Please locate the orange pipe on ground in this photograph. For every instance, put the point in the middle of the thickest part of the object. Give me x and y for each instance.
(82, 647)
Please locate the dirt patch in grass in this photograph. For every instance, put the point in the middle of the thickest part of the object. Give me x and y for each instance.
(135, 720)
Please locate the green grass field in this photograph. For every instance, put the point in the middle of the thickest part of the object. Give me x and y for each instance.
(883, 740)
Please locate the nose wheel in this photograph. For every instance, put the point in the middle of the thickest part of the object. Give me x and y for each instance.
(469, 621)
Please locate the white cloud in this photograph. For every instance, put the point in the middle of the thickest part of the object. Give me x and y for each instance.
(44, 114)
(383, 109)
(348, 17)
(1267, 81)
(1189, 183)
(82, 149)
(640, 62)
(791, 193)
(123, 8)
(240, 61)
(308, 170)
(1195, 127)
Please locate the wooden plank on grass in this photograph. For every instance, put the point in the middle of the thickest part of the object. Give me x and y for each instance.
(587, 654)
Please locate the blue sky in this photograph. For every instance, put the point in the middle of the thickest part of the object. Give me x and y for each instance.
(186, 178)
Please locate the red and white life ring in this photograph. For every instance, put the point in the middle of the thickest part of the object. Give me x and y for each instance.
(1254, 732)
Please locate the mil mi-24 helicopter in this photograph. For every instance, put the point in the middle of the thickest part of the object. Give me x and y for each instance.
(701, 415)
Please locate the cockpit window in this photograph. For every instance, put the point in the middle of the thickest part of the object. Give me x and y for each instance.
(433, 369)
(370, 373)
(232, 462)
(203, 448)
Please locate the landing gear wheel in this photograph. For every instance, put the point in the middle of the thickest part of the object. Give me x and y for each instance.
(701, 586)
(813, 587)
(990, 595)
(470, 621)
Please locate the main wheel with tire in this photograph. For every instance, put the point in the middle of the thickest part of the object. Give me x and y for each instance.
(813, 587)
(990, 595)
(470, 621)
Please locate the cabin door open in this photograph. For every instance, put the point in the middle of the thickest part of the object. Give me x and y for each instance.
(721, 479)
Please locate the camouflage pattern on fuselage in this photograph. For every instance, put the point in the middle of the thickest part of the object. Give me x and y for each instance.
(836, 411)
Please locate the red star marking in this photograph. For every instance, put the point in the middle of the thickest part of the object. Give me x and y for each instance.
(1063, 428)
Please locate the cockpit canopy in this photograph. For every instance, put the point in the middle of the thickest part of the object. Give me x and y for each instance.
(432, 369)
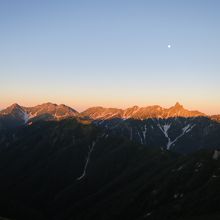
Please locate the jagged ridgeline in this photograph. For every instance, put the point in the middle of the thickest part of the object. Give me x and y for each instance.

§ TASK BRIEF
Although the records contain pictures, transcribe only their text, exactly as written.

§ EXERCISE RESPONSE
Please locate the orange pipe on ground in this photograph. For every instance, put the point in the middle of the thickest part of the object. Give me x and y for each instance.
(82, 647)
Please locate the dirt patch in grass in this photograph. For every instance, put the point in the middle of the thickest part of the object. Give me x and y for each instance.
(135, 720)
Please locate the green grass field in this photograph. For every instance, put the point in the middle of the thickest part of the object. Give me x and y for each instance.
(883, 740)
Please locate the nose wheel in this photograph. For every instance, put the point in the middle of the thickest part of the object. Give me x and y for each instance.
(469, 621)
Please locate the white cloud in this photograph. For every instance, put the point in the middle of the thickest part of the object. Give me x and y for each instance.
(44, 114)
(383, 109)
(348, 17)
(1267, 81)
(1189, 183)
(82, 149)
(640, 62)
(791, 193)
(123, 8)
(240, 61)
(308, 170)
(1195, 127)
Please locate the wooden plank on grass in this photograph. For every instance, put the point in the middle of the thickest part of the object. Give me x and y for each instance.
(587, 654)
Please locate the blue sky in this photograph. For every instance, put the point in the middle of the thickest part of the object. Give me x and y for each instance.
(186, 178)
Please locate the red and white life ring in this photograph. For every instance, put the point in the middle of the thickest part of the object. Give me x and y for each instance.
(1254, 732)
Please locate the mil mi-24 helicopter in this photograph. For every instance, put the point in the middle of the thickest part of the object. Give me x and y for each instance.
(701, 415)
Please locate the cockpit window in this photograph. For every instance, put the point in the middle of the thickest part of the object. Give me x and y for each instance.
(433, 369)
(370, 373)
(232, 462)
(203, 448)
Please locate the landing gear wheel in this photograph. For every instance, put the point in the middle of the thickest part of the object. Give me x and y for each instance.
(701, 586)
(813, 587)
(990, 595)
(470, 621)
Please locate the main wheel with tire in this photograph. For every instance, put the point in the middle of the thickest part of the object. Give me x and y for each instance.
(813, 587)
(990, 595)
(470, 621)
Please locate the cabin door open in this photograph. For every instance, put the point in the middle of the thickest part of the object. Give me x and y for each instance.
(721, 479)
Please locate the camouflage pattern on fuselage in this photograph. For every instance, put the point in the middle of the thickest part of the object. Give me x and y for each instance.
(836, 411)
Please locate the red star marking in this photograph. For every instance, put the point in the middle of the thickest part of the object. Give me x and y for each instance.
(1063, 428)
Please locate the cockpit canopy in this photograph. For every instance, put the point in the middle of the thickest part of the object. Give me x and y for each instance.
(432, 369)
Please locate the jagged ridgeline in this photograph. For every instance, put the point in the middle of the thickest part of the object. Give me x and y for each instance.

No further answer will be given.